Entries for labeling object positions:
- - - - -
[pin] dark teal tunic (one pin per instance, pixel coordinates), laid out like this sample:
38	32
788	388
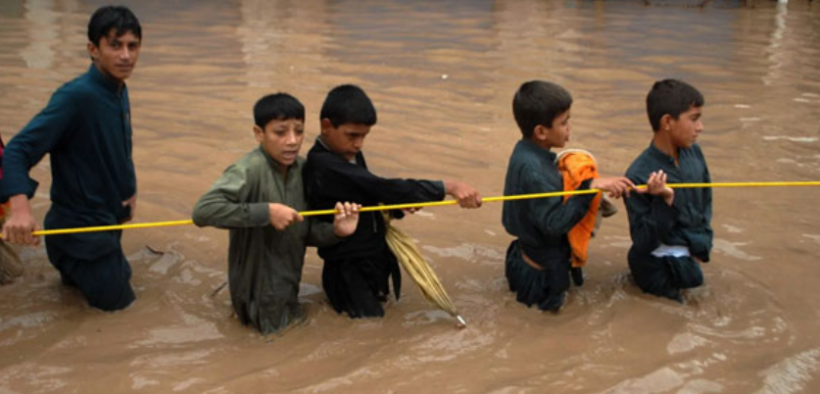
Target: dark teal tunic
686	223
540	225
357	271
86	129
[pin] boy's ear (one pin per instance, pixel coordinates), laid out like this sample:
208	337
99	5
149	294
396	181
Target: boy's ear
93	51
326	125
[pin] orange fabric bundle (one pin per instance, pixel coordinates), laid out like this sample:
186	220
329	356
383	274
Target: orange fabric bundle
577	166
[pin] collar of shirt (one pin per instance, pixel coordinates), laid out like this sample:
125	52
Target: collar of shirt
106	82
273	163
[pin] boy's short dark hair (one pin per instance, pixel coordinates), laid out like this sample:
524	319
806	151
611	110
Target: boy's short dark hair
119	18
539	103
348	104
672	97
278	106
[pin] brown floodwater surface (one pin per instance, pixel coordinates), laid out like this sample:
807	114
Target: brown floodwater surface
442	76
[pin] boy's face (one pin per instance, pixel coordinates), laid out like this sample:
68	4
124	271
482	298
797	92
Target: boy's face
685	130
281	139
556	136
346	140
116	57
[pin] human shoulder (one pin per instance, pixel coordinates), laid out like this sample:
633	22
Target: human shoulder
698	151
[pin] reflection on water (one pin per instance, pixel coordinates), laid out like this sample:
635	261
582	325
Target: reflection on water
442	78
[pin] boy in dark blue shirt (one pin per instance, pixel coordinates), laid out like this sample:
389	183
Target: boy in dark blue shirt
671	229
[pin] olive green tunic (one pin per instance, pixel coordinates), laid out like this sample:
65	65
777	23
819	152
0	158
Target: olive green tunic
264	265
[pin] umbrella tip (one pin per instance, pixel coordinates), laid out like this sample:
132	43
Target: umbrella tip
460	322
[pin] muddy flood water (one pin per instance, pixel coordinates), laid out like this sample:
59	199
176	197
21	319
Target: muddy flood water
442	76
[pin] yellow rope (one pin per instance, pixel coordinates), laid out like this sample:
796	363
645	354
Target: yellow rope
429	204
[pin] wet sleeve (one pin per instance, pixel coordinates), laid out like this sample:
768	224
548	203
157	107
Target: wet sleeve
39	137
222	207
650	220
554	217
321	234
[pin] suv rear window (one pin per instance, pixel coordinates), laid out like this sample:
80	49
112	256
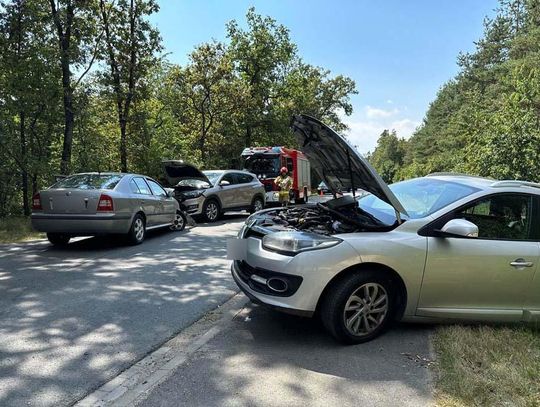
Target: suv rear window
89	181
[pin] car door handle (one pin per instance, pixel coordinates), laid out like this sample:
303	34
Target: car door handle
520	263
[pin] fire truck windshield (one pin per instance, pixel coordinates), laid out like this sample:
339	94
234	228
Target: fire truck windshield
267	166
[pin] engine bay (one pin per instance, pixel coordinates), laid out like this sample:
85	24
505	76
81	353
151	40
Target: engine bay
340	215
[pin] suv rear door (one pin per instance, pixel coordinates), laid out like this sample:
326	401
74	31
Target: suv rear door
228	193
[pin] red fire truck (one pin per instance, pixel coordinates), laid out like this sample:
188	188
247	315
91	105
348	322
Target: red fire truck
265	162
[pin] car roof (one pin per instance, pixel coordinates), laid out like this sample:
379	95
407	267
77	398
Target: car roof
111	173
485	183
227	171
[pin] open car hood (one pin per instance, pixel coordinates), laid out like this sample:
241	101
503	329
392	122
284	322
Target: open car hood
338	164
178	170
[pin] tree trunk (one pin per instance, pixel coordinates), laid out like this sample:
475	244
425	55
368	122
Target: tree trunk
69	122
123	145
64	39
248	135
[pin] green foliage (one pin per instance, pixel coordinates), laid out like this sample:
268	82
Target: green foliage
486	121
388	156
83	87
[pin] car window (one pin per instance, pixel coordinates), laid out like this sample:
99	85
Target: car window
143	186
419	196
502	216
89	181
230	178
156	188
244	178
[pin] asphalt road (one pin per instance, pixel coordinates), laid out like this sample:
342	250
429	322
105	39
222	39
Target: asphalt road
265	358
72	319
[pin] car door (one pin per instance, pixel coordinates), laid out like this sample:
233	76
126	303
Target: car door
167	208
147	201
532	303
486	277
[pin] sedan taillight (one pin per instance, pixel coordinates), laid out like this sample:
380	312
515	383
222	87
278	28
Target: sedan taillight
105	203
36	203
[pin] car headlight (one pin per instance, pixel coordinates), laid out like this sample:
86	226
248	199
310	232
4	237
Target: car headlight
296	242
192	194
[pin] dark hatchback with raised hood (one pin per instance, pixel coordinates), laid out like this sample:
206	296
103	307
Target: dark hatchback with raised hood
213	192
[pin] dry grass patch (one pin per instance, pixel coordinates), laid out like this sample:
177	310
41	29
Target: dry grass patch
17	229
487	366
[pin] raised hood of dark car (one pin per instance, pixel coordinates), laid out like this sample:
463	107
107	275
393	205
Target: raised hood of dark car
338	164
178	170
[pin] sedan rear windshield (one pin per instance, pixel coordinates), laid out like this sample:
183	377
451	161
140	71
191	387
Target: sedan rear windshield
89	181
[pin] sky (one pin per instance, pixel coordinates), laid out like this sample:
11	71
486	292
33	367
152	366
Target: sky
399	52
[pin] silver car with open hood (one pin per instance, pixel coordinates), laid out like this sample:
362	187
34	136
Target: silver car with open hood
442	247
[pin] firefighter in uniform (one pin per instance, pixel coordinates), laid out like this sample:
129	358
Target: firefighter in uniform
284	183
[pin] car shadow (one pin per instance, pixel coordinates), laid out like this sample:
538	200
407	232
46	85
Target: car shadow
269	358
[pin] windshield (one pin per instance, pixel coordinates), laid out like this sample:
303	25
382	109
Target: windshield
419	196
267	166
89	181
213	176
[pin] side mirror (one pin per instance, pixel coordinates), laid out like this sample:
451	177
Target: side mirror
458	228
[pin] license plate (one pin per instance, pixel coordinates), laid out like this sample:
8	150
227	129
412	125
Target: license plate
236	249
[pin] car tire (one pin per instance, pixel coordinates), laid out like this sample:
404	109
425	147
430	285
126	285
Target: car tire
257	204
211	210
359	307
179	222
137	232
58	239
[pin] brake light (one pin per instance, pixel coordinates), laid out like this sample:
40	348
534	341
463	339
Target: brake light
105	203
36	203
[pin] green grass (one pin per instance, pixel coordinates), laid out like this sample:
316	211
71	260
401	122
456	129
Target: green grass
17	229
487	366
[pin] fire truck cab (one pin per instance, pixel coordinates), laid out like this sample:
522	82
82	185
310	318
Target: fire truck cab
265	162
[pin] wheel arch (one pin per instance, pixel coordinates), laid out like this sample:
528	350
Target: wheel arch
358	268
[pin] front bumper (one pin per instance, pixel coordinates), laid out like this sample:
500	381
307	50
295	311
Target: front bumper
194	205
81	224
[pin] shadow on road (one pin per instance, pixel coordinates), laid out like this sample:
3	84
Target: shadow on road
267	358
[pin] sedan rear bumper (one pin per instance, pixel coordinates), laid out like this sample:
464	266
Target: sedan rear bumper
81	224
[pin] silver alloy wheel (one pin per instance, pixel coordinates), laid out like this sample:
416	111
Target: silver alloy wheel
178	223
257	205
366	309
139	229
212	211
- - - - -
**WHAT YOU ARE ASKED TO DO:** Reproduce all of the records above line for line, without the pictures.

**COMPLETE OUTPUT:**
[pin] dark teal tunic (one pin per instance, pixel coordinates), laid out like this sample:
38	32
788	388
Target: dark teal tunic
686	223
540	225
357	271
86	129
[pin] boy's ear (one pin per instance, pixel coordinates), laid out like this sample:
208	337
99	5
149	294
396	181
Target: boy's ear
93	51
326	125
[pin] orange fabric bundle (one pin per instance, pixel coordinates), laid out like this sample:
186	220
329	356
383	274
Target: orange fabric bundle
577	166
[pin] collar of shirt (one pin per instance, pixel coordinates), laid out like this sample:
125	52
Target: collar of shirt
106	82
273	163
[pin] boy's short dark hair (one pin per instance, pixel coordinates), laid out like this sample:
524	319
806	151
611	110
Target: boy's short dark hair
119	18
539	103
348	104
672	97
278	106
[pin] brown floodwater surface (one pin per instance, pixel coordinates), laid out like this sample:
807	114
Target: brown floodwater surface
442	76
[pin] boy's face (one pin per instance, pixel coordinates), laid out like this sample:
68	4
124	271
482	298
797	92
Target: boy's face
685	130
281	139
556	136
346	140
116	57
[pin] human shoulder (one pin per instance, pixel coordinates), laid out like this sample:
633	22
Target: human shoulder
698	151
[pin] reflection on water (one pin per instance, pixel coordinates), laid out like this sample:
635	261
582	325
Target: reflection on water
442	78
[pin] boy in dark blue shirt (one pin per instance, pixel coordinates), laid out like this sample:
389	183
Target: boy in dark blue shirt
671	229
[pin] olive green tunic (one pin per instance, pixel coordinates), laid out like this sample:
65	65
777	23
819	152
0	158
Target: olive green tunic
264	265
[pin] umbrella tip (one pin per instance, pixel coordinates), laid out like this sample:
132	43
Target: umbrella tip
460	322
[pin] muddy flood water (one pin per instance, pixel coordinates), laid out like this sample:
59	199
176	197
21	319
Target: muddy flood water
442	76
[pin] yellow rope (one pin per instance, pixel coordinates), laid out like this sample:
796	363
645	354
Target: yellow rope
429	204
[pin] wet sleeve (one pin per instance, pixel coordinates), laid out like this sample:
768	224
548	203
157	107
Target: wet sleeve
39	137
222	207
650	220
554	217
321	234
[pin] suv rear window (one pin per instance, pixel coordinates), laid out like this sample:
80	49
112	256
Target: suv rear window
89	181
[pin] car door handle (one pin per instance, pixel coordinates), laid out like this sample:
303	34
Target: car door handle
520	263
[pin] fire truck windshield (one pin per instance, pixel coordinates), laid out like this sample:
339	94
234	228
Target: fire truck windshield
267	166
[pin] engine bay (one pin per instance, pixel coordinates), laid out like this sample:
85	24
505	76
81	353
151	40
Target: engine bay
340	215
[pin] suv rear door (one pin per instance, pixel coordinates), laid out like this sample:
326	401
74	31
Target: suv rear door
228	193
[pin] red fire truck (one pin per instance, pixel coordinates), laid out like this sample:
188	188
247	315
91	105
348	322
Target: red fire truck
265	162
[pin] car roof (one pin per instance, pixel coordinates), laid out like this sample:
379	95
407	267
77	398
Target: car roof
111	173
485	183
227	171
[pin] open car hood (one pin per instance, pixel coordinates), laid out like this sample:
241	101
503	329
392	122
284	322
Target: open car hood
338	164
178	170
[pin] tree trunk (one pin per instance, pixel coordinates), laid out like this sample:
475	244
425	55
368	122
Target: tree trunk
69	122
123	145
64	39
248	135
[pin] green foliage (one pin per instance, pixel coordinates), laid out like this sample:
268	82
Target: green foliage
486	121
388	156
83	87
[pin] car window (one pin per instance, pixel coordinates), laid out like this sample:
99	85
Target: car window
143	186
419	196
502	216
89	181
230	178
156	188
244	178
[pin] asphalt road (one pin per instance, pixel coordinates), laid out like this sample:
342	250
429	322
105	39
222	39
Target: asphalt road
265	358
72	319
[pin] car door (one pin per instance, pixel coordinates), laid out like this sample:
233	76
126	303
Target: car door
167	208
147	201
532	303
486	277
[pin] sedan taillight (one pin per instance, pixel coordinates), laid out like this sample:
380	312
515	383
222	87
278	28
Target: sedan taillight
105	203
36	203
[pin] car headlight (one pin per instance, pixel coordinates), laid out like this sample:
86	226
248	199
310	232
4	237
Target: car headlight
296	242
192	194
[pin] dark hatchback with raised hood (one pin per instance, pixel coordinates), laid out like this sample:
206	296
103	307
Target: dark hatchback with raised hood
213	192
[pin] dry grass patch (one pin per instance, pixel coordinates), laid out like this sample:
177	310
41	29
Target: dry grass patch
17	229
487	366
[pin] raised hood of dark car (one pin per instance, pixel coordinates), laid out like this sample:
463	107
107	275
393	205
Target: raised hood of dark car
338	164
178	170
[pin] sedan rear windshield (one pin per instance, pixel coordinates), laid out like this sample:
183	377
451	161
140	71
191	387
Target: sedan rear windshield
89	181
[pin] sky (one pin per instance, pixel coordinates), laid out like this sample:
11	71
486	292
33	367
152	366
Target: sky
399	52
[pin] silver car with open hood (one pin per instance, pixel coordinates), laid out like this sample:
362	187
34	136
Target: silver car with open hood
442	247
[pin] firefighter in uniform (one pin per instance, pixel coordinates), laid out like this sample:
129	358
Target: firefighter in uniform
284	183
[pin] car shadow (one pin per instance, pixel coordinates), laid out like this sample:
538	200
407	232
46	85
Target: car shadow
269	358
[pin] windshield (one pin per instance, pixel coordinates), laid out like this sample:
303	25
382	109
Target: windshield
419	196
267	166
89	181
213	176
[pin] side mirror (one pin per instance, pixel coordinates), laid out like this sample:
451	177
Target: side mirror
458	228
[pin] license plate (one pin per instance, pixel coordinates), laid out like this sample:
8	150
227	129
412	125
Target: license plate
236	249
[pin] car tire (one pin per instance, pixel coordinates), laid out like this sample:
404	109
425	147
430	285
126	285
Target: car tire
257	204
211	210
359	307
179	222
137	232
58	239
[pin] brake light (one pin per instance, pixel coordinates), laid out like this sample:
40	348
534	341
463	339
Target: brake light
105	203
36	203
[pin] green grass (one pin per instance, pixel coordinates), laid out like this sample:
316	211
71	260
401	122
456	129
Target: green grass
17	229
487	366
[pin] fire truck cab (one pin per instance, pixel coordinates), laid out like this sample:
522	82
82	185
310	318
Target: fire truck cab
265	162
[pin] wheel arch (one pin per instance, pixel coordinates), laid out like this sample:
528	350
Target: wheel arch
358	268
[pin] front bumper (one pin per instance, pixel coordinates), laid out like this sample:
500	381
307	50
295	311
Target: front bumper
194	205
81	224
[pin] shadow on road (one pin per instance, pixel coordinates), laid out like this sample:
3	84
Target: shadow on road
267	358
[pin] sedan rear bumper (one pin per instance, pixel coordinates), laid out like this sample:
464	266
Target: sedan rear bumper
81	224
[pin] silver alloy wheel (one pin per instance, pixel coordinates), laid out like this sample:
416	111
Target: silver alloy wheel
178	223
257	205
366	309
139	229
212	211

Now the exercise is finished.